▸ **PROBLEM STATEMENT**:
In the entries below, copy everything from the line containing "Would you mind boxing the green and" down to the line containing "[0,466,252,541]", changing "ferry" to "boat" and leaving all else as it is.

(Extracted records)
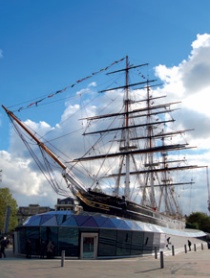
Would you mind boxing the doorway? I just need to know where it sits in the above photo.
[80,233,98,259]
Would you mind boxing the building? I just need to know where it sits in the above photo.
[14,210,205,259]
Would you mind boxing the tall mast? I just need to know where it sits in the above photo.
[124,56,130,198]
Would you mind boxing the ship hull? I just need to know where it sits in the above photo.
[77,190,185,229]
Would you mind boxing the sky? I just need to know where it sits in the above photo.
[0,0,210,213]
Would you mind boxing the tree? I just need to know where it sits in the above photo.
[0,188,18,233]
[186,212,210,233]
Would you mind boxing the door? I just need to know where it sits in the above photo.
[80,233,98,259]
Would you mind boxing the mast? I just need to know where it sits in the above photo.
[124,56,130,198]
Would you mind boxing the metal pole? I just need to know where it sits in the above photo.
[155,247,157,259]
[171,245,175,256]
[160,251,164,268]
[61,250,65,267]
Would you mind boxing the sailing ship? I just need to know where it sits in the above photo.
[3,57,207,229]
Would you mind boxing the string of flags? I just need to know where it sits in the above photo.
[18,57,125,112]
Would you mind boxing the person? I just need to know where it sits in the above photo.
[188,239,191,251]
[26,239,32,259]
[0,237,8,258]
[46,241,54,259]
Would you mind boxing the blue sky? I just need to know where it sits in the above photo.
[0,0,210,213]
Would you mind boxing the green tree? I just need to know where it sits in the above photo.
[186,212,210,233]
[0,188,18,232]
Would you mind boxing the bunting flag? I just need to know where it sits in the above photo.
[17,57,125,112]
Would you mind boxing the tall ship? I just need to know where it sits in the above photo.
[3,56,208,229]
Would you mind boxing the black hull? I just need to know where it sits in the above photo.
[77,191,185,229]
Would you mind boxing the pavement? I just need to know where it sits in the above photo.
[0,243,210,278]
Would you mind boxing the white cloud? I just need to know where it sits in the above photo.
[0,34,210,215]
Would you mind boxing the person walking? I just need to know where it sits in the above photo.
[0,237,7,258]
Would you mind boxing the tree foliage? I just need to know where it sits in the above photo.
[0,188,18,233]
[186,212,210,233]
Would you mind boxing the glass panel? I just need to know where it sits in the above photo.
[98,230,117,256]
[131,232,144,255]
[116,231,132,256]
[40,226,57,257]
[143,232,154,254]
[83,237,94,259]
[58,227,79,257]
[25,227,40,255]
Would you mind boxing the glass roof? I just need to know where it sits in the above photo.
[23,210,205,237]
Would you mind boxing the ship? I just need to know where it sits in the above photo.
[2,56,206,229]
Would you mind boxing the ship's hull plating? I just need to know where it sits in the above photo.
[77,191,185,229]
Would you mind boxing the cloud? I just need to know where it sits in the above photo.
[0,34,210,213]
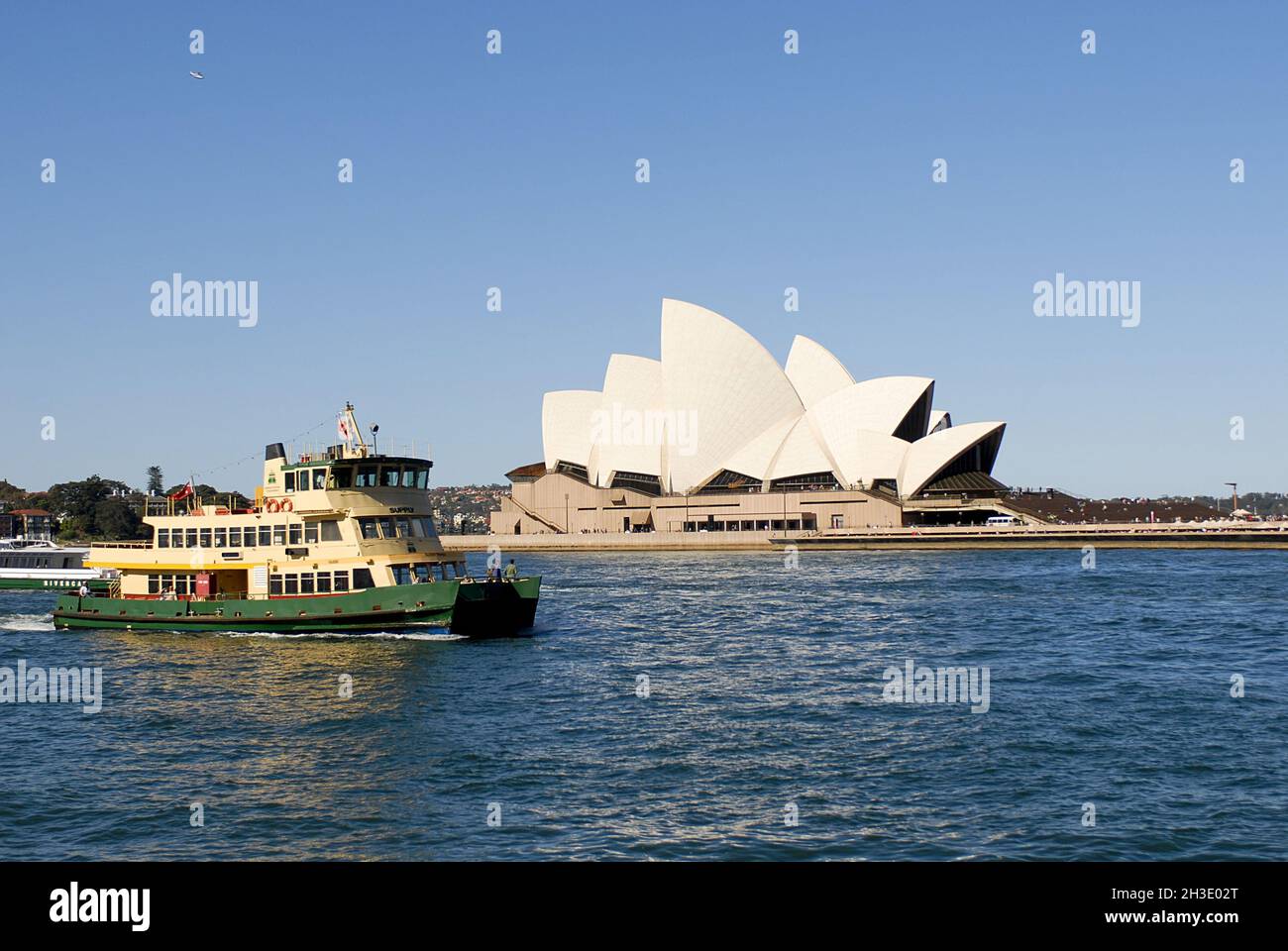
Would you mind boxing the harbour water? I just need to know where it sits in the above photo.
[0,550,1288,860]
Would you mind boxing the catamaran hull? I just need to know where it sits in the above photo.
[54,579,541,637]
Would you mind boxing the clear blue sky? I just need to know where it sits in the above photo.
[0,1,1288,495]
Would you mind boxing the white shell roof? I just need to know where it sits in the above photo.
[769,416,841,480]
[786,334,854,407]
[808,376,935,442]
[541,299,1005,497]
[899,423,1006,497]
[662,299,804,492]
[588,353,666,487]
[721,415,799,479]
[541,389,604,469]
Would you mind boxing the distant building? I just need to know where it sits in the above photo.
[490,300,1006,535]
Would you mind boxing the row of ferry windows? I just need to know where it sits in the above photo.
[268,562,456,594]
[158,522,340,548]
[158,515,434,548]
[149,575,197,596]
[282,466,429,492]
[0,556,71,569]
[268,569,363,595]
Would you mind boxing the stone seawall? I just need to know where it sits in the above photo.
[441,523,1288,552]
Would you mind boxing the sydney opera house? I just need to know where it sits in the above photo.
[492,300,1006,535]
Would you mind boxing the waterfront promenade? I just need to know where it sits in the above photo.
[441,521,1288,552]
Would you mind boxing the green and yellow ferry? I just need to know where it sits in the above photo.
[54,404,541,637]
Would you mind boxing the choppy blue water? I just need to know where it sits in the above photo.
[0,550,1288,860]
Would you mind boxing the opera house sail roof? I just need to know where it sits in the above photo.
[541,299,1006,498]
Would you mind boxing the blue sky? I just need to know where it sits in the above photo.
[0,3,1288,495]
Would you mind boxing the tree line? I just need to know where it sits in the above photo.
[0,466,252,541]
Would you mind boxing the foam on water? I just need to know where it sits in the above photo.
[224,630,465,641]
[0,613,54,630]
[0,550,1288,861]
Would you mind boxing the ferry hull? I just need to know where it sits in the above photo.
[0,578,111,592]
[452,578,541,638]
[54,579,540,637]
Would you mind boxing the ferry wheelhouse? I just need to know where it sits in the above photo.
[0,539,110,591]
[54,406,541,635]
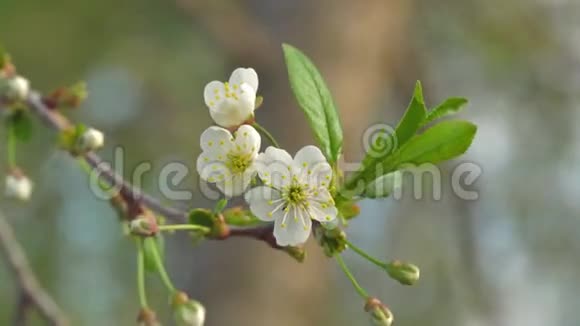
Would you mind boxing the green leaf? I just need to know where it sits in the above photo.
[6,110,33,143]
[395,81,427,147]
[372,120,477,181]
[143,234,165,273]
[424,97,468,124]
[282,44,343,163]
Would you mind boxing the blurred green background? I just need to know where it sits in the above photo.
[0,0,580,326]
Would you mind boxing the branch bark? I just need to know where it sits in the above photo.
[0,212,69,326]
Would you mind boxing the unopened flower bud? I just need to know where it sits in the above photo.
[0,76,30,102]
[314,227,347,257]
[365,298,394,326]
[282,246,306,263]
[336,201,360,220]
[129,214,159,237]
[5,171,34,201]
[173,292,205,326]
[385,260,421,285]
[78,128,105,152]
[137,308,161,326]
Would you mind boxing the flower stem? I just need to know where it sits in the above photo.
[137,239,148,308]
[144,238,175,293]
[335,255,369,299]
[7,123,16,168]
[345,240,387,268]
[252,122,280,148]
[159,224,211,233]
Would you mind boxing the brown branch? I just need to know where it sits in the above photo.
[229,224,283,249]
[26,91,280,249]
[0,212,69,326]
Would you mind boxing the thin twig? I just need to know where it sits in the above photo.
[26,91,280,249]
[0,212,68,326]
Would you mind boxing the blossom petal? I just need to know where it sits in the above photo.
[200,126,233,154]
[229,68,258,95]
[274,209,312,246]
[234,125,262,157]
[308,188,338,222]
[258,146,292,167]
[244,186,284,221]
[197,152,231,182]
[294,145,327,168]
[294,145,332,188]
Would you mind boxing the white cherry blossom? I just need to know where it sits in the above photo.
[197,125,261,197]
[203,68,258,128]
[245,146,338,246]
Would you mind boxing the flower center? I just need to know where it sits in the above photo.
[226,153,252,174]
[286,184,306,205]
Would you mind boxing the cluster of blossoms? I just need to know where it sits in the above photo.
[197,68,338,246]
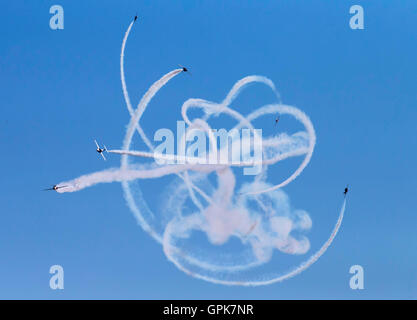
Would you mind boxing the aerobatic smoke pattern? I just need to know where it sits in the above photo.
[57,22,346,286]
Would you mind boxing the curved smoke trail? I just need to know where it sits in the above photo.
[57,22,346,286]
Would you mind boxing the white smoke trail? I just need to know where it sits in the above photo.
[163,199,346,286]
[57,22,346,286]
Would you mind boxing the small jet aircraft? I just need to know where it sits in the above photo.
[179,64,191,75]
[94,140,107,160]
[43,184,66,191]
[275,116,279,125]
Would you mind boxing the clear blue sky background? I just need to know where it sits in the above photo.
[0,0,417,299]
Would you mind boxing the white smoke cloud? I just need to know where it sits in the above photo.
[57,22,346,286]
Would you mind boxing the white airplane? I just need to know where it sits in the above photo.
[178,64,191,76]
[94,140,107,160]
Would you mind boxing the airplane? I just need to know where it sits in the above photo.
[275,116,279,125]
[179,64,191,75]
[94,140,107,160]
[43,184,67,191]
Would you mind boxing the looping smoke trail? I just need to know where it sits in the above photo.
[57,22,346,286]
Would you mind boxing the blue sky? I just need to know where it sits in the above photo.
[0,0,417,299]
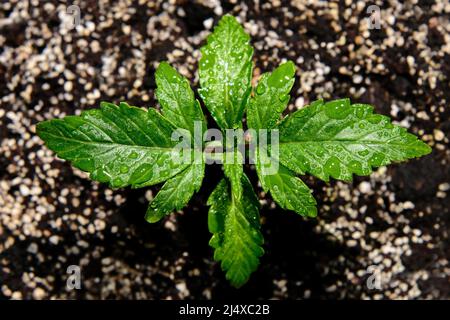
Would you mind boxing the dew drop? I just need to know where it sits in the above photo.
[325,156,341,177]
[358,150,369,157]
[120,165,130,173]
[369,153,384,167]
[256,83,266,95]
[128,151,138,159]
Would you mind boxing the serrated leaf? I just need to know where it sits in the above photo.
[247,61,295,129]
[256,148,317,217]
[37,103,189,187]
[208,175,264,287]
[279,99,431,181]
[155,62,206,136]
[199,15,253,129]
[145,162,205,222]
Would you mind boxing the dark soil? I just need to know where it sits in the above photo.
[0,0,450,299]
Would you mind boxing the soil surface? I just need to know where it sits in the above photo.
[0,0,450,299]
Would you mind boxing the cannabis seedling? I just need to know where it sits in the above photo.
[37,15,431,287]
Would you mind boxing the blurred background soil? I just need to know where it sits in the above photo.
[0,0,450,299]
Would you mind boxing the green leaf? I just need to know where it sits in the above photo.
[256,148,317,217]
[208,175,264,287]
[199,15,253,129]
[279,99,431,181]
[37,102,189,187]
[145,162,205,222]
[155,62,206,136]
[223,150,244,198]
[247,61,295,129]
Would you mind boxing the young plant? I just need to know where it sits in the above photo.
[37,15,431,287]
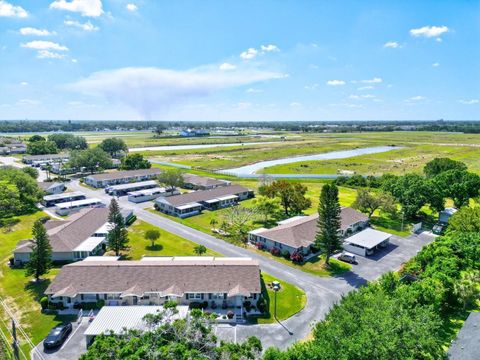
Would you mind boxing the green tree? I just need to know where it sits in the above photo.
[253,196,280,224]
[157,169,184,192]
[448,206,480,233]
[315,184,342,265]
[22,166,38,180]
[383,174,429,218]
[258,180,312,216]
[423,158,467,178]
[352,189,397,219]
[121,153,152,170]
[145,229,160,249]
[25,220,52,281]
[107,199,128,256]
[68,147,112,174]
[98,138,128,157]
[27,141,58,155]
[193,245,207,256]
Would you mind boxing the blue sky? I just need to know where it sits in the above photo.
[0,0,480,121]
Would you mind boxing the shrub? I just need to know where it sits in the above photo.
[40,296,48,310]
[290,251,304,263]
[270,247,281,256]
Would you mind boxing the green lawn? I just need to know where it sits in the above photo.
[124,220,222,260]
[251,272,307,324]
[0,211,77,353]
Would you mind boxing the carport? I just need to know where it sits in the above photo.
[343,228,392,256]
[84,305,188,347]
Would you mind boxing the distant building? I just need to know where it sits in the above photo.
[85,168,162,188]
[155,185,254,218]
[179,129,210,137]
[183,174,231,190]
[248,207,368,255]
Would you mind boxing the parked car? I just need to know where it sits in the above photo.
[338,251,357,264]
[43,323,72,349]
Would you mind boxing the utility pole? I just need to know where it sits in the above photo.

▸ **RESPONSE TO THIS EXERCISE**:
Would you mind boxing the green and yellow boat? I just need to know where it sits in the above photo.
[54,404,541,637]
Would you mind boxing the choppy blue water? I just need to know where it sits in the above photo.
[0,550,1288,860]
Would you mind boxing the opera house sail roof? I just need to know where it sits in the above photo.
[541,299,1006,498]
Would you mind boxing the blue sky? I just need to know where it sits in the above photo.
[0,3,1288,495]
Would you mind boxing the tree line? I just need to know where it sits in the above photo.
[0,466,252,541]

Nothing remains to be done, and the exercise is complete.